**WHAT YOU HAVE TO DO:** From the entries that follow, gather each line holding the word "visibility".

─── SUPPLIED DATA

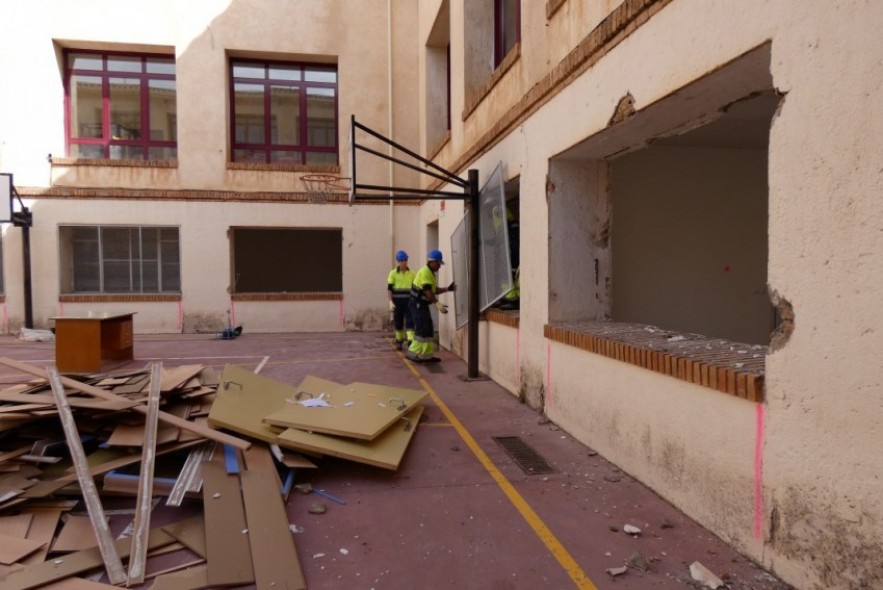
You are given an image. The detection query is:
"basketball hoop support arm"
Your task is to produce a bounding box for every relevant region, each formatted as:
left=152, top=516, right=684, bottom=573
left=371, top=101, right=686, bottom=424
left=350, top=116, right=481, bottom=379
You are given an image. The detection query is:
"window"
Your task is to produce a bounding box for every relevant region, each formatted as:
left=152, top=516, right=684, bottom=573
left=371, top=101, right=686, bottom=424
left=494, top=0, right=520, bottom=68
left=231, top=228, right=342, bottom=293
left=230, top=60, right=338, bottom=165
left=59, top=226, right=181, bottom=294
left=65, top=50, right=177, bottom=160
left=425, top=2, right=452, bottom=153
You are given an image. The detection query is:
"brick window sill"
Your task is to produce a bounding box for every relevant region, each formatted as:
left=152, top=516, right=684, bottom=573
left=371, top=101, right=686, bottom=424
left=51, top=158, right=176, bottom=168
left=544, top=320, right=766, bottom=402
left=60, top=294, right=181, bottom=303
left=484, top=308, right=520, bottom=328
left=231, top=292, right=342, bottom=302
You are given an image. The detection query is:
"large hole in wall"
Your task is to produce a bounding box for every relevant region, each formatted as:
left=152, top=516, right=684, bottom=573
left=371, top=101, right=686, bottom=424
left=549, top=43, right=780, bottom=346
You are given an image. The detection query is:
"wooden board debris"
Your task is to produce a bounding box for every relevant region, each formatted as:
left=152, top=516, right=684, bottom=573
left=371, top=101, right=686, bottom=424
left=263, top=379, right=427, bottom=440
left=277, top=405, right=425, bottom=470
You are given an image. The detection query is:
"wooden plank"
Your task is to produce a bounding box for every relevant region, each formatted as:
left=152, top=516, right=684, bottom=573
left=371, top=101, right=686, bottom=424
left=277, top=405, right=424, bottom=470
left=0, top=391, right=136, bottom=410
left=201, top=461, right=254, bottom=586
left=0, top=524, right=178, bottom=590
left=22, top=440, right=202, bottom=499
left=37, top=578, right=121, bottom=589
left=18, top=510, right=62, bottom=566
left=0, top=533, right=44, bottom=564
left=0, top=513, right=33, bottom=537
left=0, top=357, right=250, bottom=450
left=240, top=468, right=306, bottom=590
left=51, top=515, right=105, bottom=553
left=165, top=441, right=213, bottom=507
left=127, top=362, right=163, bottom=585
left=150, top=564, right=209, bottom=590
left=161, top=518, right=207, bottom=558
left=47, top=368, right=126, bottom=585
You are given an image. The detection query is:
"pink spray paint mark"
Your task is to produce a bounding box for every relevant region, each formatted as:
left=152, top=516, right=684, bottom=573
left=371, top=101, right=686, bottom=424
left=339, top=299, right=345, bottom=326
left=177, top=300, right=184, bottom=332
left=229, top=301, right=236, bottom=327
left=753, top=403, right=765, bottom=539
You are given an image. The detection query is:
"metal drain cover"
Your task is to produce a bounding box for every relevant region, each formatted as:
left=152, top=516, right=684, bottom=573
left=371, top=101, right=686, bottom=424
left=492, top=436, right=557, bottom=475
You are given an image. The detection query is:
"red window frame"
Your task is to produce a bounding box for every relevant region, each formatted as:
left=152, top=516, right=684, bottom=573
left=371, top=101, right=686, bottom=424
left=230, top=59, right=339, bottom=165
left=494, top=0, right=521, bottom=68
left=64, top=49, right=177, bottom=161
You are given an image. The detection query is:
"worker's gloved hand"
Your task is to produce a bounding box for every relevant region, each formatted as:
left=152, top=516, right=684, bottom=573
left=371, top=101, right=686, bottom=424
left=447, top=282, right=457, bottom=292
left=436, top=302, right=448, bottom=314
left=388, top=301, right=395, bottom=311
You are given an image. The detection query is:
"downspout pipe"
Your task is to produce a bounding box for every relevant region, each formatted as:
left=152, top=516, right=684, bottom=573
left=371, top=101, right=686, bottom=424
left=387, top=0, right=394, bottom=257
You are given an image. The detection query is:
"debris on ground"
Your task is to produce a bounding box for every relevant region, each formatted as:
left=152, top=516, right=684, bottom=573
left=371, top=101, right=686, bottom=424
left=690, top=560, right=725, bottom=589
left=0, top=356, right=428, bottom=588
left=606, top=565, right=628, bottom=577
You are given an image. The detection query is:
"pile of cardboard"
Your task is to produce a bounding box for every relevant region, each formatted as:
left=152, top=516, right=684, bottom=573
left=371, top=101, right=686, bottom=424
left=208, top=364, right=427, bottom=471
left=0, top=357, right=428, bottom=589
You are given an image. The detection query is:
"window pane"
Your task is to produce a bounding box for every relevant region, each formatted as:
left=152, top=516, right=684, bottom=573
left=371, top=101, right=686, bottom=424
left=306, top=88, right=336, bottom=147
left=234, top=83, right=265, bottom=143
left=110, top=145, right=145, bottom=159
left=102, top=227, right=134, bottom=259
left=70, top=144, right=105, bottom=158
left=270, top=150, right=301, bottom=164
left=234, top=148, right=266, bottom=162
left=107, top=56, right=142, bottom=73
left=110, top=77, right=142, bottom=139
left=70, top=76, right=103, bottom=138
left=104, top=260, right=134, bottom=291
left=69, top=53, right=103, bottom=71
left=147, top=146, right=177, bottom=160
left=269, top=65, right=301, bottom=81
left=146, top=58, right=175, bottom=75
left=162, top=262, right=181, bottom=291
left=233, top=63, right=265, bottom=79
left=141, top=260, right=159, bottom=292
left=306, top=151, right=338, bottom=166
left=304, top=69, right=337, bottom=83
left=148, top=79, right=177, bottom=142
left=270, top=85, right=299, bottom=145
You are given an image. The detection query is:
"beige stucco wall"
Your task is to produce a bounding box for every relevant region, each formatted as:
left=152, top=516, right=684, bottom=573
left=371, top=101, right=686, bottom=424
left=1, top=0, right=882, bottom=588
left=0, top=0, right=423, bottom=334
left=419, top=1, right=883, bottom=589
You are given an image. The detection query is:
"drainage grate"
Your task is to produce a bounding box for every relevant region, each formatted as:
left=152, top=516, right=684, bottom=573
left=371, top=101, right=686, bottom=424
left=492, top=436, right=557, bottom=475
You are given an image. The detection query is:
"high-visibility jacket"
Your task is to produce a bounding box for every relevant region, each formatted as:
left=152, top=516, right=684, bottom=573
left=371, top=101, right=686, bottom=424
left=410, top=264, right=437, bottom=302
left=387, top=267, right=415, bottom=300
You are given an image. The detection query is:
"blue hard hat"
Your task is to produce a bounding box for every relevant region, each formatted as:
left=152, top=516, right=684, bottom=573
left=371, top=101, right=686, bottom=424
left=395, top=250, right=408, bottom=261
left=428, top=249, right=445, bottom=264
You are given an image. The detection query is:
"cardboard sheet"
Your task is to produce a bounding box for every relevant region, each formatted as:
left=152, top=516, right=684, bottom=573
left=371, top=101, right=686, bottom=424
left=207, top=365, right=339, bottom=443
left=277, top=405, right=424, bottom=470
left=263, top=380, right=427, bottom=440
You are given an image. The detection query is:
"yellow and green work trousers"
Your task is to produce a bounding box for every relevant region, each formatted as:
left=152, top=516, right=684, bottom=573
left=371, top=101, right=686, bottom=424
left=392, top=297, right=414, bottom=347
left=407, top=298, right=436, bottom=360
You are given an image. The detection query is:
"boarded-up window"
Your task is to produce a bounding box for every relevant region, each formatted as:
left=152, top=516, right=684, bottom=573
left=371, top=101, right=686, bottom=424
left=230, top=228, right=342, bottom=293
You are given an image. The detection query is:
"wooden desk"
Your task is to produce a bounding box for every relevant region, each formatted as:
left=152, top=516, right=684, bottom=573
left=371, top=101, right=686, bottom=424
left=51, top=313, right=135, bottom=373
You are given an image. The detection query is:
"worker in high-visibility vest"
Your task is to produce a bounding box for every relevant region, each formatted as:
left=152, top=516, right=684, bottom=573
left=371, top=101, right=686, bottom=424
left=407, top=249, right=455, bottom=363
left=387, top=250, right=415, bottom=350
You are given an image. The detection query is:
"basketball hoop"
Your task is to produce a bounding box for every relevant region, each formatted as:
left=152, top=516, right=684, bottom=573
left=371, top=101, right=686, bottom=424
left=301, top=174, right=348, bottom=204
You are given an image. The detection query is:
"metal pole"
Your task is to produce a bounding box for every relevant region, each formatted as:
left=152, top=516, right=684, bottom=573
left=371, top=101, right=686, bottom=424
left=467, top=169, right=480, bottom=379
left=21, top=214, right=33, bottom=329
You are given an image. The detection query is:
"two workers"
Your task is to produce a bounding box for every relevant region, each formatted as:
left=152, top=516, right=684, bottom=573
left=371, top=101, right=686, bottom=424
left=387, top=249, right=455, bottom=363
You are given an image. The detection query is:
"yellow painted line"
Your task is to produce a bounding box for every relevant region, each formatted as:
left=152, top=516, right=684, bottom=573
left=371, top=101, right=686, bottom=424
left=401, top=357, right=598, bottom=590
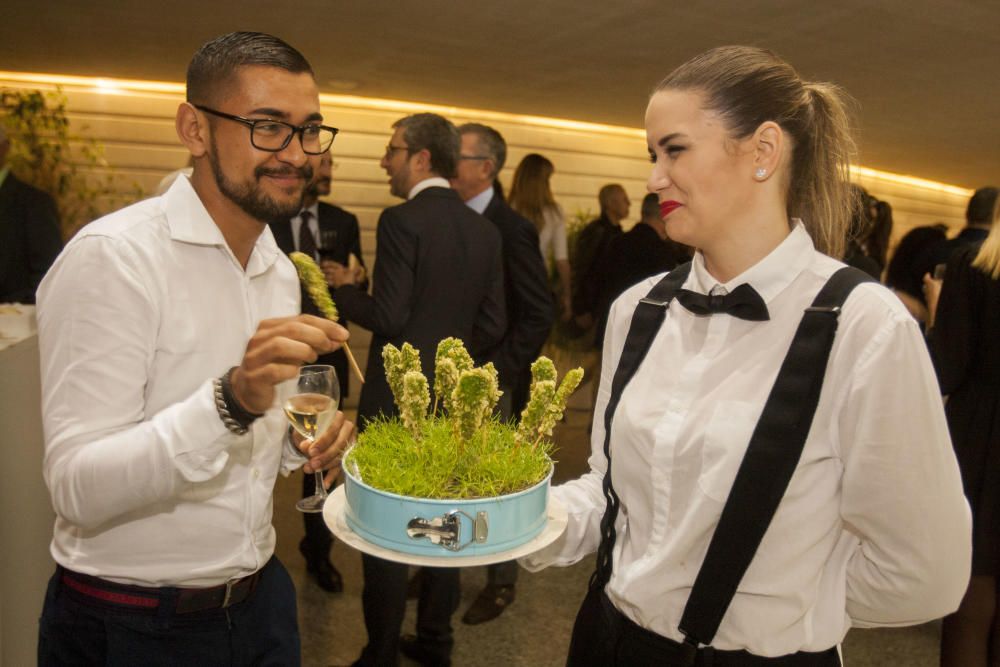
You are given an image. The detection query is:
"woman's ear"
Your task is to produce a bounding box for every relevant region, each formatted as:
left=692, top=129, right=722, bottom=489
left=752, top=121, right=783, bottom=181
left=175, top=102, right=209, bottom=158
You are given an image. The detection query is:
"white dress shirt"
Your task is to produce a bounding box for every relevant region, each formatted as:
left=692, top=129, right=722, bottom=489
left=538, top=204, right=568, bottom=270
left=407, top=176, right=451, bottom=200
left=37, top=175, right=305, bottom=587
left=290, top=201, right=321, bottom=256
left=524, top=223, right=971, bottom=655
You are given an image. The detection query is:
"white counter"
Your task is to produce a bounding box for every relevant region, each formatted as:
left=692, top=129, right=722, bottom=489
left=0, top=334, right=55, bottom=665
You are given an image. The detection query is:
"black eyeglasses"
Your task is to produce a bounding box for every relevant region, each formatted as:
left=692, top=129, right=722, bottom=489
left=195, top=105, right=338, bottom=155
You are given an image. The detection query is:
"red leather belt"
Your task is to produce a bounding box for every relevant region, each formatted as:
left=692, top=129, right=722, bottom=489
left=59, top=567, right=261, bottom=614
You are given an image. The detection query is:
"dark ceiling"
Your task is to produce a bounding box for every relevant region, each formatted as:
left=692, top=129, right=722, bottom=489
left=3, top=0, right=998, bottom=188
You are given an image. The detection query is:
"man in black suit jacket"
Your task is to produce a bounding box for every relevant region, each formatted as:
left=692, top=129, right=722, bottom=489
left=328, top=113, right=505, bottom=667
left=448, top=122, right=554, bottom=626
left=0, top=127, right=62, bottom=303
left=269, top=151, right=367, bottom=594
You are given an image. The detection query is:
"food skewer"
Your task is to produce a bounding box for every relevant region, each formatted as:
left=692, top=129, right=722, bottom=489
left=289, top=251, right=365, bottom=384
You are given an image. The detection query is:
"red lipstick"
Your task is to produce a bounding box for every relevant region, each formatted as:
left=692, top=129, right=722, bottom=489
left=659, top=200, right=682, bottom=218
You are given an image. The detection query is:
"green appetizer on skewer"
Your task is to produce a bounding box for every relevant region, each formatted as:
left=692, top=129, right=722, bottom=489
left=289, top=251, right=365, bottom=384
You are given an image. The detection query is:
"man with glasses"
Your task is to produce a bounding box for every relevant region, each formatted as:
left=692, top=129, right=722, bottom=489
left=36, top=32, right=354, bottom=665
left=326, top=113, right=506, bottom=667
left=447, top=123, right=554, bottom=626
left=270, top=150, right=367, bottom=594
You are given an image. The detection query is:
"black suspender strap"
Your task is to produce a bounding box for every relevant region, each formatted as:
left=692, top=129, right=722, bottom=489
left=590, top=262, right=693, bottom=591
left=677, top=266, right=874, bottom=649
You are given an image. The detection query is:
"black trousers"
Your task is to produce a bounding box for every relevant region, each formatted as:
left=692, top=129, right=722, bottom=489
left=38, top=556, right=300, bottom=667
left=301, top=470, right=334, bottom=559
left=567, top=588, right=841, bottom=667
left=355, top=554, right=460, bottom=666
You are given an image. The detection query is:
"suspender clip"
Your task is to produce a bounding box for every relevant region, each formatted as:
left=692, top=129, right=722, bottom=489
left=638, top=297, right=669, bottom=308
left=804, top=305, right=841, bottom=314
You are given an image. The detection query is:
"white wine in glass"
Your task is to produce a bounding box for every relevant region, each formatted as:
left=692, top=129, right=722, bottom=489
left=285, top=365, right=340, bottom=513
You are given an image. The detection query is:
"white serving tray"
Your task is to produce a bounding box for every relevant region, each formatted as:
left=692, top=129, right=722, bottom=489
left=324, top=485, right=568, bottom=567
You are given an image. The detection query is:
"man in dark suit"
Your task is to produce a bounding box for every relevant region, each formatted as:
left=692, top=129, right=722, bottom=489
left=571, top=183, right=629, bottom=331
left=592, top=193, right=688, bottom=347
left=269, top=150, right=367, bottom=594
left=327, top=113, right=505, bottom=667
left=919, top=186, right=998, bottom=273
left=0, top=125, right=62, bottom=303
left=446, top=122, right=553, bottom=625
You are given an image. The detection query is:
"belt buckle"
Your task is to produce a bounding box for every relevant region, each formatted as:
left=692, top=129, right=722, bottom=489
left=221, top=579, right=237, bottom=608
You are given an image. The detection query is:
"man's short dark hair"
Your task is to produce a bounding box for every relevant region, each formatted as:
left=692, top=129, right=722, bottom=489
left=967, top=187, right=999, bottom=225
left=458, top=123, right=506, bottom=180
left=393, top=113, right=460, bottom=179
left=186, top=32, right=314, bottom=106
left=641, top=193, right=660, bottom=220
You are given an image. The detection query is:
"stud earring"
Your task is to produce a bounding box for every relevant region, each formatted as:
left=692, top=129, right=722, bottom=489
left=755, top=168, right=767, bottom=179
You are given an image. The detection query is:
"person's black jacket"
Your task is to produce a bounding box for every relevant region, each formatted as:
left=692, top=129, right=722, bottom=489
left=571, top=214, right=622, bottom=317
left=270, top=201, right=368, bottom=398
left=481, top=188, right=554, bottom=411
left=0, top=173, right=62, bottom=303
left=334, top=186, right=506, bottom=426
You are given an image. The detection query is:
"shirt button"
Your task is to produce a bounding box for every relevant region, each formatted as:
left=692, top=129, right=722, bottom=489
left=252, top=469, right=260, bottom=479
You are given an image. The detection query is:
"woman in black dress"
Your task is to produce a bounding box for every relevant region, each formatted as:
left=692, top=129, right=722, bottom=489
left=929, top=198, right=1000, bottom=666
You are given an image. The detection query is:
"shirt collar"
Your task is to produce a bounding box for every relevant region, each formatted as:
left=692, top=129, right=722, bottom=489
left=299, top=202, right=319, bottom=220
left=464, top=185, right=495, bottom=214
left=688, top=220, right=814, bottom=304
left=163, top=173, right=281, bottom=277
left=407, top=176, right=451, bottom=200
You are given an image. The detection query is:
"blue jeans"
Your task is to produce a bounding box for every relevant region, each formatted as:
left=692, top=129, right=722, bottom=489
left=38, top=556, right=300, bottom=666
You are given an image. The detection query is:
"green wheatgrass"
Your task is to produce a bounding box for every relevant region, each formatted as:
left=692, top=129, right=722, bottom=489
left=347, top=338, right=583, bottom=499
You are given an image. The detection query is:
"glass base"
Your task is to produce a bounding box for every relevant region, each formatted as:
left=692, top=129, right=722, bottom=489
left=296, top=493, right=326, bottom=514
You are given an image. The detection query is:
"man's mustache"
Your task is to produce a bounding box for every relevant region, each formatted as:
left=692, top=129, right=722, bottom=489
left=255, top=165, right=314, bottom=181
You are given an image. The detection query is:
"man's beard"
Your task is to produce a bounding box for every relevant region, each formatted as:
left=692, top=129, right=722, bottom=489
left=389, top=162, right=411, bottom=199
left=209, top=144, right=313, bottom=224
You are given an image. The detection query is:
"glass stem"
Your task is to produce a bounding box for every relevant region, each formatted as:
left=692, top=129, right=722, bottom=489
left=314, top=470, right=328, bottom=498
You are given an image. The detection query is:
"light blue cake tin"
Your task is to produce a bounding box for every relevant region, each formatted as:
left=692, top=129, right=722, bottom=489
left=342, top=461, right=552, bottom=558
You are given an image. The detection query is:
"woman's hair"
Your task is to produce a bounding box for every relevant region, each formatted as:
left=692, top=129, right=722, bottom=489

──────

**RESULT OF THE EXERCISE:**
"high-visibility jacket"
"worker in high-visibility vest"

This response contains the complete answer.